## [Task details]
Pull each line holding the word "below" from the data.

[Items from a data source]
--

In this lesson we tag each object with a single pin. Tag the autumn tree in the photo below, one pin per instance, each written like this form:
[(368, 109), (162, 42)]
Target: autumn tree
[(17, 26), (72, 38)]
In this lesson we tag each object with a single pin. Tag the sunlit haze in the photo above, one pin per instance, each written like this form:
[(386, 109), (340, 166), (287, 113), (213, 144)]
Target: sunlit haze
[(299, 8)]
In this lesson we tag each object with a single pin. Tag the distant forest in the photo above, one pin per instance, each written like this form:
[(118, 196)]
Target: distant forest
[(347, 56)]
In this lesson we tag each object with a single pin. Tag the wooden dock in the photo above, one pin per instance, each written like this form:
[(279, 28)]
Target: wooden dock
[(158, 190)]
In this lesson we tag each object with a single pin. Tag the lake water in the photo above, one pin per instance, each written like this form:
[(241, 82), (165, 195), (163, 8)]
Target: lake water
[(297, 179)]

--

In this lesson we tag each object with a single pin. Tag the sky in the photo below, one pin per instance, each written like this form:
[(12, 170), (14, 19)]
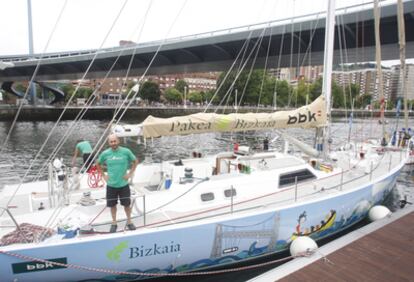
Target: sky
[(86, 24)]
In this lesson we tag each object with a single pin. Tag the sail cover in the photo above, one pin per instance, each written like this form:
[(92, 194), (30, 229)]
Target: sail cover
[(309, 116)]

--

## [Expected answer]
In this lesson we tag each object with a single pin. Tag the autumn tree in the photo below, one pin per instance, each written like this form:
In this lesson we tag each object with a single pin. Tag the sky in the photo below, one pin per instance, each written like this form:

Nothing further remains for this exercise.